--- SUPPLIED RECORDS ---

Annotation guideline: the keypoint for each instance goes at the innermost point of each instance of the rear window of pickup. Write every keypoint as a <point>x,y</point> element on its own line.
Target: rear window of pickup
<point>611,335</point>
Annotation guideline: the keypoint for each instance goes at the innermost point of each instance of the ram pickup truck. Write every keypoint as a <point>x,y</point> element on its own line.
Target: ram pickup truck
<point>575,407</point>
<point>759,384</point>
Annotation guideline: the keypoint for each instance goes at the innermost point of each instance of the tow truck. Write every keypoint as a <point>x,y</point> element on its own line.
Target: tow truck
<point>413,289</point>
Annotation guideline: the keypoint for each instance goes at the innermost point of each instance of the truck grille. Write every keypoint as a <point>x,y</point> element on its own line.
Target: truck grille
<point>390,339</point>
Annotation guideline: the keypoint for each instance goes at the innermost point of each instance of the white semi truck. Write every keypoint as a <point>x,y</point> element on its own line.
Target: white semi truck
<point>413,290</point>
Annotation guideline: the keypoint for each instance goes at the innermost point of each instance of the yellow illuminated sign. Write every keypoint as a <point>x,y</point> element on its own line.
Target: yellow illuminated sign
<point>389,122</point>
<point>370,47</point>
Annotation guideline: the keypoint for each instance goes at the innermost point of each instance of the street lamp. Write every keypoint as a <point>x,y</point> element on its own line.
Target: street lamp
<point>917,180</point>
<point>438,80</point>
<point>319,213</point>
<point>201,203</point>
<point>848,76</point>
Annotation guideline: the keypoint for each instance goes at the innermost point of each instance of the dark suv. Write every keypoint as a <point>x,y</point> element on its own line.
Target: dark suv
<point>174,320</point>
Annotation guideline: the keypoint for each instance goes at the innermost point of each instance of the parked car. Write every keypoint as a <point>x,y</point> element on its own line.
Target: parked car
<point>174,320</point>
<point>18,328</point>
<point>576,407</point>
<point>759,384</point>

--- WRITTEN TASK ---
Revise every one of the records above by substituting "marker" for each occurrence of "keypoint", and keep everything else unchanged.

--- FINAL RESULT ---
Annotation guideline: the marker for each instance goes at the innermost point of each instance of the rear window of pickup. Write every marker as a <point>x,y</point> element on its own line.
Target: rear window of pickup
<point>611,335</point>
Annotation guideline: the marker for each instance goes at the innermost point of each instance of the ram pickup truck. Write every marker as a <point>x,y</point> element on its own line.
Target: ram pickup truck
<point>575,407</point>
<point>759,384</point>
Annotation guideline: the marker for each instance goes at the innermost point of each instance of the tow truck. Write every marker as a <point>x,y</point> element on its own line.
Target: tow truck
<point>413,289</point>
Annotation guideline: the marker for each instance goes at the innermost point of each instance of the truck grille. Write every marker as a <point>x,y</point> element on its own line.
Target: truck grille
<point>390,339</point>
Annotation guideline: the marker for each instance goes at the innermost point of each instance of the white semi truck. Write every marker as a <point>x,y</point> element on its own line.
Target: white semi truck
<point>413,290</point>
Annotation guideline: the marker for each instance goes at the innermost point of each instance of the yellow illuminated sign. Write every marker as a <point>x,y</point> element on its own line.
Target: yellow illuminated sign
<point>389,122</point>
<point>370,47</point>
Annotation guideline: the marker for each instance goes at the innermost point of each instance of the street lamp. Write every marker as a <point>x,y</point> element on its own line.
Target: street lamp
<point>917,180</point>
<point>438,80</point>
<point>319,213</point>
<point>201,203</point>
<point>848,76</point>
Annotation guideline: the marker for each instance goes at the innermost point of each instance of the dark suv. Write every marker as a <point>x,y</point> element on its own line.
Target: dark suv
<point>174,320</point>
Annotation guideline: the marker for each instance goes at the innermost point of each instance of the parked car. Write every marker as a <point>x,y</point> element on its own line.
Target: parked car
<point>174,320</point>
<point>18,328</point>
<point>576,407</point>
<point>759,384</point>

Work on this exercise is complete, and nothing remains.